MATERIAL FOR THIS EXERCISE
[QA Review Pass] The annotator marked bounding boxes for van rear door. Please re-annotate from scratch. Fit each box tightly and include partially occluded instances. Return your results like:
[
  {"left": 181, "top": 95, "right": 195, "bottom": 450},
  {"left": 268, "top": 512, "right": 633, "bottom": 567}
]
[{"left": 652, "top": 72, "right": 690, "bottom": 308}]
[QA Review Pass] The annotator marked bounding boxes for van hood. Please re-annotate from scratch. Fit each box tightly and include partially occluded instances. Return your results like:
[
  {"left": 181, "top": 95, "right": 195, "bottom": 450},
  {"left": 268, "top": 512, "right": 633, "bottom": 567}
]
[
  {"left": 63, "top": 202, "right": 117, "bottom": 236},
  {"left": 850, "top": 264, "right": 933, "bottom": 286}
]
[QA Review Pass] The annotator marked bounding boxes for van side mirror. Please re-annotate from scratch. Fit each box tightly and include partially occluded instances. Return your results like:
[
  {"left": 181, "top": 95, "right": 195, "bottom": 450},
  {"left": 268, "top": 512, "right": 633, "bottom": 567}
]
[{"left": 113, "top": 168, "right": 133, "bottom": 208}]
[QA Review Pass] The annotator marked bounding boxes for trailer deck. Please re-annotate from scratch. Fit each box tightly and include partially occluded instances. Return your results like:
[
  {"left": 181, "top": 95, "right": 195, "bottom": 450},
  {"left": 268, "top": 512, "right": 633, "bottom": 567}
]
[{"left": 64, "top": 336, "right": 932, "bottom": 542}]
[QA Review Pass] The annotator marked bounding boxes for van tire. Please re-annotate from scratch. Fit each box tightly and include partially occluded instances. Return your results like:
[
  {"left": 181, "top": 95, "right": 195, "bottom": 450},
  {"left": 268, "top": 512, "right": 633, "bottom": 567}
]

YOUR OBJECTIVE
Rewrite the entries starting at the line containing "[QA Review Pass] The annotator marked bounding boxes for trailer" and ending at the last line of the entries, replacing "tightly" with "closely" and keeping everything else the same.

FINAL RESULT
[QA Review Pass] The annotator marked bounding boxes for trailer deck. Please re-annotate from scratch. Fit each box closely and include partially occluded instances. Return your results like:
[
  {"left": 181, "top": 95, "right": 195, "bottom": 450},
  {"left": 268, "top": 512, "right": 633, "bottom": 567}
]
[{"left": 64, "top": 336, "right": 932, "bottom": 542}]
[QA Review Pass] The annotator marked bounding boxes for van tire. Please re-annotate from scratch. Fit each box closely and include partially occluded instances. Return your results like:
[
  {"left": 181, "top": 95, "right": 195, "bottom": 450},
  {"left": 268, "top": 512, "right": 633, "bottom": 567}
]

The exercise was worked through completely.